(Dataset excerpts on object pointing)
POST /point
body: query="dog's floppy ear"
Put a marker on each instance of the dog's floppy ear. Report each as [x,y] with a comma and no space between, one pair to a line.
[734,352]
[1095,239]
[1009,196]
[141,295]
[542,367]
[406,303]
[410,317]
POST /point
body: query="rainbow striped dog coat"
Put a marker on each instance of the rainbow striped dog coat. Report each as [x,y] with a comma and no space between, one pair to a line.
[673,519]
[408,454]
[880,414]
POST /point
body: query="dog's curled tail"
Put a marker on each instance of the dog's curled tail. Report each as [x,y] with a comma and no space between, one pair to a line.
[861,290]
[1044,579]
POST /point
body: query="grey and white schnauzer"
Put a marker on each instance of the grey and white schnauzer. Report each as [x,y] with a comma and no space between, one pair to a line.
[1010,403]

**Requirement**: Please repeat the material above, word for word and in full.

**Response to this exercise**:
POST /point
body: query="dog's floppy ear"
Put a marker on each instance of the dog's floppy ear. Report each as [x,y] with a comma and no space between, one pair to a line.
[734,352]
[1095,239]
[1009,196]
[141,295]
[542,367]
[406,303]
[410,317]
POST /point
body: query="rainbow striped dog coat"
Put a marker on each instance of the rainbow striped dog coat. Report each as [x,y] with a comma and no space between, one pair to a line.
[673,519]
[408,454]
[880,414]
POST /point
body: query="dog's curled tail"
Put a marker on each instance of the dog's curled tail. Report each as [x,y] with a comma and no space between, one pair to a line.
[861,290]
[1044,579]
POST /point
body: query="grey and white schnauzer"
Put a marker on each instance of the grey and white schnauzer. Report each as [x,y] with a comma and no space between, one pair to a line.
[1010,403]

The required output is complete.